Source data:
— START —

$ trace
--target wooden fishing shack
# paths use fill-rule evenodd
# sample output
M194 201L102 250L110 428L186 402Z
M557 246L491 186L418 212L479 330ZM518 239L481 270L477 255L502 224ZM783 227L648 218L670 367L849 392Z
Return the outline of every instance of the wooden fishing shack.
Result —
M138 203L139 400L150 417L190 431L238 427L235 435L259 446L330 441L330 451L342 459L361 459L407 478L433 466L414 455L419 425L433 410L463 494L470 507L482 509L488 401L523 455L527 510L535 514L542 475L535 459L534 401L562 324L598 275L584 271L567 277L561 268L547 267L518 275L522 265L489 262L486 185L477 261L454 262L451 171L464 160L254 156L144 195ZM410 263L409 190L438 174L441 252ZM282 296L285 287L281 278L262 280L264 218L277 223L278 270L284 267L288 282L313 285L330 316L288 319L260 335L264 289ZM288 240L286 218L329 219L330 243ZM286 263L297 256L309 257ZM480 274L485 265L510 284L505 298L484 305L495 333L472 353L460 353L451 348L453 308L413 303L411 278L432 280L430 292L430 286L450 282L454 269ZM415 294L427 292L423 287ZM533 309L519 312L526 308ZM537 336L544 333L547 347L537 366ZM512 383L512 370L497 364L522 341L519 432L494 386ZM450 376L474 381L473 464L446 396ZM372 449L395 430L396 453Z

— END —

What the task requires
Convert every line of the source data above into a Markdown table with the columns Row and Line, numbering the rows and leaving out blank lines.

Output of the task
| Row | Line |
|---|---|
| 1 | $ trace |
| 2 | --target wooden fishing shack |
| 3 | # paths use fill-rule evenodd |
| 4 | # sample output |
| 5 | M194 201L102 250L110 428L186 402Z |
| 6 | M557 246L491 186L418 212L479 330ZM518 239L481 270L477 255L502 224ZM783 227L648 218L670 367L849 392Z |
| 7 | Return the outline of every instance of the wooden fishing shack. |
| 8 | Result — |
| 9 | M138 203L139 400L150 417L190 431L238 427L235 435L259 446L330 441L330 451L342 459L361 459L407 478L433 466L414 455L419 425L433 410L463 494L470 507L482 509L488 401L523 455L527 510L535 514L542 475L535 459L534 401L562 324L598 275L584 271L567 277L561 268L547 267L518 275L522 265L489 262L486 185L477 261L454 262L451 171L464 160L254 156L144 195ZM410 263L409 190L438 174L441 252ZM282 296L285 287L281 278L262 280L264 218L277 223L278 270L284 267L288 282L313 285L330 316L288 319L260 335L264 289ZM288 240L286 218L329 219L330 243ZM286 263L297 256L309 257ZM480 274L485 265L510 284L505 298L484 305L495 333L472 353L460 353L451 348L453 308L413 303L411 278L432 280L430 292L430 286L450 282L454 269ZM415 294L427 292L423 287ZM533 309L519 312L526 308ZM537 336L544 333L547 347L537 366ZM512 383L512 370L497 364L522 341L519 432L494 386ZM450 376L474 381L473 464L446 396ZM372 449L395 430L396 453Z |